A run of records:
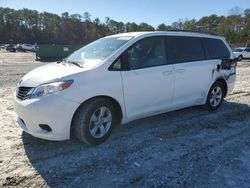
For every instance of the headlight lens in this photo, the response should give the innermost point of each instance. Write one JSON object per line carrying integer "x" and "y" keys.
{"x": 50, "y": 88}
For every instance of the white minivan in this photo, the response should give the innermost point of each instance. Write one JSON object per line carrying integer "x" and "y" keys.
{"x": 121, "y": 78}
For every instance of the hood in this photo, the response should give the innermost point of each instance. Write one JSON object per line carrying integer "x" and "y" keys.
{"x": 47, "y": 73}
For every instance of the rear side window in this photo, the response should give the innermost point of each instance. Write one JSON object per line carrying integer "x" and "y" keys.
{"x": 216, "y": 49}
{"x": 248, "y": 49}
{"x": 184, "y": 49}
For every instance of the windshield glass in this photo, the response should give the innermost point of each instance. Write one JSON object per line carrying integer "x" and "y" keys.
{"x": 238, "y": 50}
{"x": 98, "y": 50}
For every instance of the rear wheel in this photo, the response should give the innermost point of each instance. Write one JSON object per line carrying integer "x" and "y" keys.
{"x": 215, "y": 96}
{"x": 94, "y": 121}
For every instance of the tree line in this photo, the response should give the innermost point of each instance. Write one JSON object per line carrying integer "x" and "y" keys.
{"x": 30, "y": 26}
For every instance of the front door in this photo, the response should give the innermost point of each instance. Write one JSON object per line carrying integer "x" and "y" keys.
{"x": 148, "y": 85}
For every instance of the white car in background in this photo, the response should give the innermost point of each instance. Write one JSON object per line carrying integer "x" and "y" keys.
{"x": 121, "y": 78}
{"x": 242, "y": 53}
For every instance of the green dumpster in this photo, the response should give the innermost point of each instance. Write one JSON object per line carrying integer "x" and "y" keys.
{"x": 55, "y": 52}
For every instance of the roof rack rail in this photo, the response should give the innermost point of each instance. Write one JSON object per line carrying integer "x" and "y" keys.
{"x": 192, "y": 31}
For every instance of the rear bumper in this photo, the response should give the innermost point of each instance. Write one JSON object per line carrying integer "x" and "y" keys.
{"x": 54, "y": 111}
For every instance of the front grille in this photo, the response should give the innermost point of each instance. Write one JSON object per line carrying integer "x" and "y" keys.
{"x": 22, "y": 92}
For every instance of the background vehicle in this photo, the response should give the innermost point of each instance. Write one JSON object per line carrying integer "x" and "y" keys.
{"x": 26, "y": 47}
{"x": 10, "y": 47}
{"x": 121, "y": 78}
{"x": 242, "y": 53}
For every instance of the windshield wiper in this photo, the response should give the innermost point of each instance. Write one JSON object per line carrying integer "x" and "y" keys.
{"x": 75, "y": 63}
{"x": 64, "y": 61}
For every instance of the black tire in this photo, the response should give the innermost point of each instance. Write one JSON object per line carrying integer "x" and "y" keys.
{"x": 209, "y": 104}
{"x": 240, "y": 58}
{"x": 82, "y": 121}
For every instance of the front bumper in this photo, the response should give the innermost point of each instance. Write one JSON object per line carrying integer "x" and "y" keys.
{"x": 53, "y": 110}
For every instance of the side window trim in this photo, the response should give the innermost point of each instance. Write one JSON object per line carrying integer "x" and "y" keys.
{"x": 125, "y": 66}
{"x": 167, "y": 46}
{"x": 164, "y": 49}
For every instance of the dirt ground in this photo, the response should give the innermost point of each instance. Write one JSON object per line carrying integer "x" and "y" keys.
{"x": 186, "y": 148}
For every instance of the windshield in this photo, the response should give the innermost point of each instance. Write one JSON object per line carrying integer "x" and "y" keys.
{"x": 238, "y": 50}
{"x": 98, "y": 50}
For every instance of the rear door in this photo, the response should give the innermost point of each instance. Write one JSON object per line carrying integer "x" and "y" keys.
{"x": 148, "y": 85}
{"x": 192, "y": 71}
{"x": 246, "y": 53}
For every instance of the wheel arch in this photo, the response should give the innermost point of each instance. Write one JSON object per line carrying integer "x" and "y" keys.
{"x": 224, "y": 83}
{"x": 116, "y": 104}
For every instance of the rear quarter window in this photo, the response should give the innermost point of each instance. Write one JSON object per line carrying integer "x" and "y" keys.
{"x": 216, "y": 49}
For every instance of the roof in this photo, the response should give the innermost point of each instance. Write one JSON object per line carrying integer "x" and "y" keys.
{"x": 172, "y": 32}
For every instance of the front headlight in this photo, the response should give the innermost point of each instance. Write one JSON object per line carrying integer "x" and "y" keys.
{"x": 50, "y": 88}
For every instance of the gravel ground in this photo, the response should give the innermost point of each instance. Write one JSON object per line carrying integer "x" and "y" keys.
{"x": 186, "y": 148}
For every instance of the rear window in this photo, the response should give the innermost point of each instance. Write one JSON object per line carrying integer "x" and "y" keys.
{"x": 238, "y": 50}
{"x": 183, "y": 49}
{"x": 216, "y": 49}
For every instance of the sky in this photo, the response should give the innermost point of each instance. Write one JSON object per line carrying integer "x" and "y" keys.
{"x": 153, "y": 12}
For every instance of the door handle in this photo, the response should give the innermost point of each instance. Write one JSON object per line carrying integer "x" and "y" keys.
{"x": 180, "y": 70}
{"x": 167, "y": 73}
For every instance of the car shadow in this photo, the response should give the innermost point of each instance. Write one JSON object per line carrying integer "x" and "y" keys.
{"x": 67, "y": 163}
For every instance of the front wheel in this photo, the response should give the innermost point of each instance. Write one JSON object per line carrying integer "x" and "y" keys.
{"x": 215, "y": 96}
{"x": 94, "y": 121}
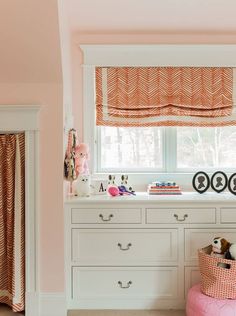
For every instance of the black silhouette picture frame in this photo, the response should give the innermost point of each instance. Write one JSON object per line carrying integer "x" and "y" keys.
{"x": 219, "y": 181}
{"x": 232, "y": 183}
{"x": 201, "y": 182}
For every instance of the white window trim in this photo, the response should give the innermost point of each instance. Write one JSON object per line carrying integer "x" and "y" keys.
{"x": 144, "y": 55}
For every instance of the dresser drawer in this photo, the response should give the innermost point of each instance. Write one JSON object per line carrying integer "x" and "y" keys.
{"x": 228, "y": 215}
{"x": 180, "y": 216}
{"x": 106, "y": 216}
{"x": 124, "y": 247}
{"x": 199, "y": 238}
{"x": 125, "y": 283}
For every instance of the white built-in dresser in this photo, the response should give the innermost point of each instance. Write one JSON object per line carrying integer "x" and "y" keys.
{"x": 140, "y": 252}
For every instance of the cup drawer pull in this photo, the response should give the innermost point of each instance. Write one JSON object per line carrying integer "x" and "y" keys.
{"x": 106, "y": 219}
{"x": 126, "y": 286}
{"x": 124, "y": 249}
{"x": 181, "y": 219}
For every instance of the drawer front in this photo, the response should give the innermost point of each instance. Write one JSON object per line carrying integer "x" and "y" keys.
{"x": 124, "y": 247}
{"x": 180, "y": 216}
{"x": 106, "y": 216}
{"x": 199, "y": 238}
{"x": 192, "y": 277}
{"x": 125, "y": 283}
{"x": 228, "y": 215}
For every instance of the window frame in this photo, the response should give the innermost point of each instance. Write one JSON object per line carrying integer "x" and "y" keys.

* [PROBLEM]:
Reproduce every entry word for word, but omit the pictures.

* [EXPECTED ANSWER]:
For every instance of the headlight lens in this photo, the response should give the innermost point of each instance. Write one JSON object per line carrying integer "x" and "y" keys.
{"x": 50, "y": 88}
For every instance of the white minivan in this photo, the response should give the innermost point of each instance. Write one JSON object per line carrying integer "x" and "y" keys.
{"x": 121, "y": 78}
For every instance of the hood in this photo, the response should give the innermost point of each instance. Write one JSON object per line carrying integer "x" and "y" keys.
{"x": 47, "y": 73}
For every instance of the rear side window in this photo, the response should give the innermost point of each instance. Write one JSON object per line carrying integer "x" and "y" keys.
{"x": 216, "y": 49}
{"x": 248, "y": 49}
{"x": 184, "y": 49}
For every instance of the windshield glass in this photo, the response should give the innermost point of each instance. Write one JSON object per line carrying integer "x" and "y" keys.
{"x": 238, "y": 50}
{"x": 98, "y": 50}
For every instance of the rear wheel in this photo, the response should give the innermost point of each instance. Write one JSON object per line carrying integer "x" and "y" keys.
{"x": 215, "y": 96}
{"x": 94, "y": 121}
For every instance of the tree line in this photo, the response should give the innermost point of each instance. Write one JSON object per line carrying integer "x" and "y" keys.
{"x": 30, "y": 26}
For every instance of the front door in this photo, the response should give the innermost point of each instance. Write one JSON object per line carrying integer "x" and "y" keys.
{"x": 148, "y": 85}
For every instance of the white car in background in this photo, the response should give the innermost point of each instance. Write one JSON object per line carrying integer "x" and "y" keys.
{"x": 121, "y": 78}
{"x": 242, "y": 53}
For every instance of the green dumpster in this photo, the response should give the innermost point of each instance. Write one JSON object per line carrying integer "x" and "y" keys.
{"x": 55, "y": 52}
For every instance of the roof rack rail in this photo, the response should give the innermost point of each instance. Write one JSON object per line carrying integer "x" and "y" keys.
{"x": 192, "y": 31}
For every instance of the rear bumper in this photo, the response should give the innermost point of each instance. Write one JSON object per line carrying integer "x" and "y" keys.
{"x": 54, "y": 111}
For every instance of the front grille in this photo, the response should give the innermost point of each instance. Write one JSON object per line carrying integer "x" and "y" keys.
{"x": 22, "y": 92}
For every instance of the background vehicle in this photo, the response should give the innermost point of each instance. Write one JSON object per line carrying integer "x" and "y" keys.
{"x": 26, "y": 47}
{"x": 10, "y": 47}
{"x": 121, "y": 78}
{"x": 242, "y": 53}
For every instance of the windshield wiper in this photo, the response should give the innermost point of each instance. Write one JSON object per line carrying integer "x" and "y" keys.
{"x": 75, "y": 63}
{"x": 64, "y": 61}
For every instance of the black tire in this photo, the response should give the innermost point of each instance. Write one JSON object per line carrying integer "x" and "y" keys.
{"x": 209, "y": 104}
{"x": 240, "y": 58}
{"x": 82, "y": 121}
For every instance of the front bumper in this photo, the response should give the innermost point of each instance. Write one JSON object per line carrying integer "x" and "y" keys.
{"x": 53, "y": 110}
For every instance of the side window trim in this photo, the response should give the innermost point of each instance. Write one JSON object per line carrying integer "x" and "y" keys.
{"x": 125, "y": 66}
{"x": 167, "y": 46}
{"x": 164, "y": 49}
For every instance of the dirt ground in this photo, the response should give the innermost point of each instance. Write one JSON object per line carrying integer "x" and "y" keys.
{"x": 186, "y": 148}
For every instance of the windshield in this photo, the response should give the innermost point of each instance. Write one JSON object per line carrying integer "x" and "y" keys.
{"x": 238, "y": 50}
{"x": 98, "y": 50}
For every instance of the rear door in this photo, the response should give the innermost point of each instance. Write one JSON object per line carrying integer "x" and "y" keys.
{"x": 148, "y": 85}
{"x": 192, "y": 71}
{"x": 246, "y": 53}
For every instance of the wheel arch in this photo, the response should give the innermost point of each instance. Write one JSON object per line carrying integer "x" and "y" keys.
{"x": 224, "y": 83}
{"x": 116, "y": 104}
For every instance of the rear quarter window in this photo, the response should give the innermost point of each instance. Write one JSON object per line carrying integer "x" and "y" keys.
{"x": 216, "y": 49}
For every instance of the roof in this photo, the response should give the innermost point of each instance. Write one JSON object per line carrying integer "x" and "y" keys.
{"x": 172, "y": 32}
For every instance of the front headlight in this photo, the response should give the innermost point of each instance. Write one JSON object per line carrying integer "x" and "y" keys.
{"x": 50, "y": 88}
For every instance of the gravel ground in this photo, the response should give the innermost point of each instance. Write one JSON object per line carrying integer "x" and "y" keys.
{"x": 186, "y": 148}
For every instance of the rear window in this photo, the response should give the innermost point of each instance. Write one JSON object per line carrying integer "x" and "y" keys.
{"x": 238, "y": 50}
{"x": 183, "y": 49}
{"x": 216, "y": 49}
For every instance of the sky in this photo, the response should give the innermost point of each instance. Write one JSON object per line carrying integer "x" and "y" keys.
{"x": 153, "y": 12}
For every instance of the door handle in this photo, the response should give the innermost point of each instance. Write one JSON object per line carrying integer "x" and "y" keys.
{"x": 180, "y": 70}
{"x": 167, "y": 73}
For every instance of the car shadow in this photo, the response should give the innermost point of each instance. Write one JSON object per line carrying integer "x" and "y" keys.
{"x": 67, "y": 163}
For every instance of the front wheel in this photo, the response should give the innermost point of each instance. Write one JSON object per line carrying integer "x" and "y" keys.
{"x": 215, "y": 96}
{"x": 94, "y": 121}
For every instance of the black silhouette picture frame in this photo, the response should give the innermost point of each instance. Write one JSON object per line carrying integer "x" and "y" keys.
{"x": 219, "y": 181}
{"x": 232, "y": 183}
{"x": 201, "y": 182}
For every instance of the white window trim in this photo, the response should give the innermost point of each instance. Write one JSON object per line carrying integer "x" and "y" keys.
{"x": 144, "y": 55}
For every instance of the dresser drawer in this photo, the response should give the innermost point of each instance. Write one JSON object per line carrying integer "x" and "y" keys.
{"x": 228, "y": 215}
{"x": 180, "y": 216}
{"x": 106, "y": 216}
{"x": 124, "y": 247}
{"x": 199, "y": 238}
{"x": 125, "y": 283}
For every instance of the white built-in dresser in this photo, the response should give the innermost point of each instance. Write one JSON object per line carrying integer "x" and "y" keys.
{"x": 140, "y": 252}
For every instance of the cup drawer pull in this photo, the response should give the innermost point of each instance. Write one JSON object per line carrying integer "x" and "y" keys.
{"x": 106, "y": 219}
{"x": 126, "y": 286}
{"x": 124, "y": 249}
{"x": 181, "y": 219}
For every instance of the drawer front in this photo, the response should give the innermost point of each instance. Write one JSON object per line carrying integer "x" and "y" keys.
{"x": 124, "y": 247}
{"x": 180, "y": 216}
{"x": 106, "y": 216}
{"x": 199, "y": 238}
{"x": 192, "y": 277}
{"x": 125, "y": 283}
{"x": 228, "y": 215}
For every instance of the window frame in this photo, the response should give the innermost point of each instance. Write one JSON object per line carrying integer "x" and "y" keys.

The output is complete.